Data provided -
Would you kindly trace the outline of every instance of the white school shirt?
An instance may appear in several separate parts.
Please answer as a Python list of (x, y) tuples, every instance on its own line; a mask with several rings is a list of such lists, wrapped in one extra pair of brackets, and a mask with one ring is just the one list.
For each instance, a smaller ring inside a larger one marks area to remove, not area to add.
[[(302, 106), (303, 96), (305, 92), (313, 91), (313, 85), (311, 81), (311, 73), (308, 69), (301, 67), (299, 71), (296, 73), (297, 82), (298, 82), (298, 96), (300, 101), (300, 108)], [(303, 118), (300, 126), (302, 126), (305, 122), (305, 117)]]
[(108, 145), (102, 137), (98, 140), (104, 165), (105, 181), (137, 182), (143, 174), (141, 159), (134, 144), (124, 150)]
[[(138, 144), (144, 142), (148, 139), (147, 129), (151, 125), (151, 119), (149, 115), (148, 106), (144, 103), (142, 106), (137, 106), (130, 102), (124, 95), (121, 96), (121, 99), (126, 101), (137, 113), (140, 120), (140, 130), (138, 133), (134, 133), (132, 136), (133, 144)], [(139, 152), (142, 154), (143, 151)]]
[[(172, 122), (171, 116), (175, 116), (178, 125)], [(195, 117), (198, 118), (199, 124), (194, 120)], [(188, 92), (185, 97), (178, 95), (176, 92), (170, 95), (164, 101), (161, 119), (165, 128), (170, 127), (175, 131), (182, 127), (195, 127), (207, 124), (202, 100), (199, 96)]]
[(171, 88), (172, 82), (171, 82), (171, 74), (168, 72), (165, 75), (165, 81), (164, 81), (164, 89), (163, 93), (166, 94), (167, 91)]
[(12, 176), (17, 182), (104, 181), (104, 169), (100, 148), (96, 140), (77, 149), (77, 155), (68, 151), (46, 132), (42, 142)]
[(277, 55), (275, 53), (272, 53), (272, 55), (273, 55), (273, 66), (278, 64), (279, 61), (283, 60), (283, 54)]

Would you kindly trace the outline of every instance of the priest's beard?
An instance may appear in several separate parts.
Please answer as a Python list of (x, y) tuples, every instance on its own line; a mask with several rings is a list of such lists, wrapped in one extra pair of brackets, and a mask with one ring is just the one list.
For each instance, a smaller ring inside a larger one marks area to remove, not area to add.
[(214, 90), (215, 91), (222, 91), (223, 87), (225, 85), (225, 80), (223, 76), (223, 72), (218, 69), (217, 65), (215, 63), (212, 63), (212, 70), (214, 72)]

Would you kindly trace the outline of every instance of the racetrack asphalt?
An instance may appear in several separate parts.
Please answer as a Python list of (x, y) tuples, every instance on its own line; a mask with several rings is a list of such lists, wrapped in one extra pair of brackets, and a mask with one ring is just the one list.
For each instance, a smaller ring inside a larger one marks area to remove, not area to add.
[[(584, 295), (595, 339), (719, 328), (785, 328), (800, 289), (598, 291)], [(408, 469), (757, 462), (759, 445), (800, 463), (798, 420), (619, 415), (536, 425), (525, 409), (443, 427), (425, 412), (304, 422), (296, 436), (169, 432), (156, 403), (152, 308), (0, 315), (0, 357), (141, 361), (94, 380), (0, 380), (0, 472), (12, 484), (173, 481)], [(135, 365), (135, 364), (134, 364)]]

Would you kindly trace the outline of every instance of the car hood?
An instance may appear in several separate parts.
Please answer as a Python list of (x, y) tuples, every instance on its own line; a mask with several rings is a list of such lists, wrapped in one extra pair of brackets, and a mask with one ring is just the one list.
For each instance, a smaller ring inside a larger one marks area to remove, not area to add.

Stated task -
Reproduce the lines from the first one through the line that contains "60), (283, 54)]", replacing "white school shirt" with "gray school shirt" and changing nothing else.

The completed task -
Would you kindly trace the outline of every instance of the gray school shirt?
An instance may appear in several separate parts.
Please answer as a Python list of (x, y) tuples, every instance on its own line; a mask with several rings is a list of such lists, wrapped in one extra pair of brackets, and a mask with one ring is just the one list.
For each instance, a smaller ring inside a larger one marks area to remove, not area to add.
[[(302, 106), (303, 96), (305, 92), (313, 91), (313, 85), (311, 81), (311, 73), (308, 69), (301, 67), (299, 71), (296, 73), (297, 82), (298, 82), (298, 96), (300, 101), (300, 108)], [(303, 118), (300, 126), (302, 126), (305, 122), (305, 117)]]
[(108, 145), (102, 137), (98, 140), (104, 165), (105, 181), (137, 182), (143, 174), (141, 159), (134, 144), (124, 150)]
[[(138, 144), (144, 142), (148, 139), (147, 129), (151, 125), (151, 119), (149, 115), (148, 106), (144, 103), (142, 106), (137, 106), (130, 102), (124, 95), (121, 96), (121, 99), (126, 101), (137, 113), (140, 120), (140, 130), (138, 133), (134, 133), (132, 136), (133, 144)], [(139, 152), (142, 154), (143, 151)]]
[[(172, 122), (171, 116), (175, 116), (178, 125)], [(195, 117), (198, 118), (199, 124), (194, 120)], [(188, 92), (185, 97), (178, 95), (176, 92), (170, 95), (164, 101), (161, 119), (165, 128), (170, 127), (175, 131), (182, 127), (195, 127), (207, 124), (202, 100), (199, 96)]]
[(171, 88), (172, 82), (171, 82), (171, 74), (168, 72), (165, 75), (165, 81), (164, 81), (164, 89), (163, 93), (166, 94), (167, 91)]
[(12, 176), (17, 182), (104, 181), (104, 169), (100, 148), (96, 140), (77, 149), (77, 155), (68, 151), (46, 132), (42, 142)]
[(277, 55), (275, 53), (272, 53), (272, 55), (273, 55), (273, 66), (278, 64), (279, 61), (283, 60), (283, 54)]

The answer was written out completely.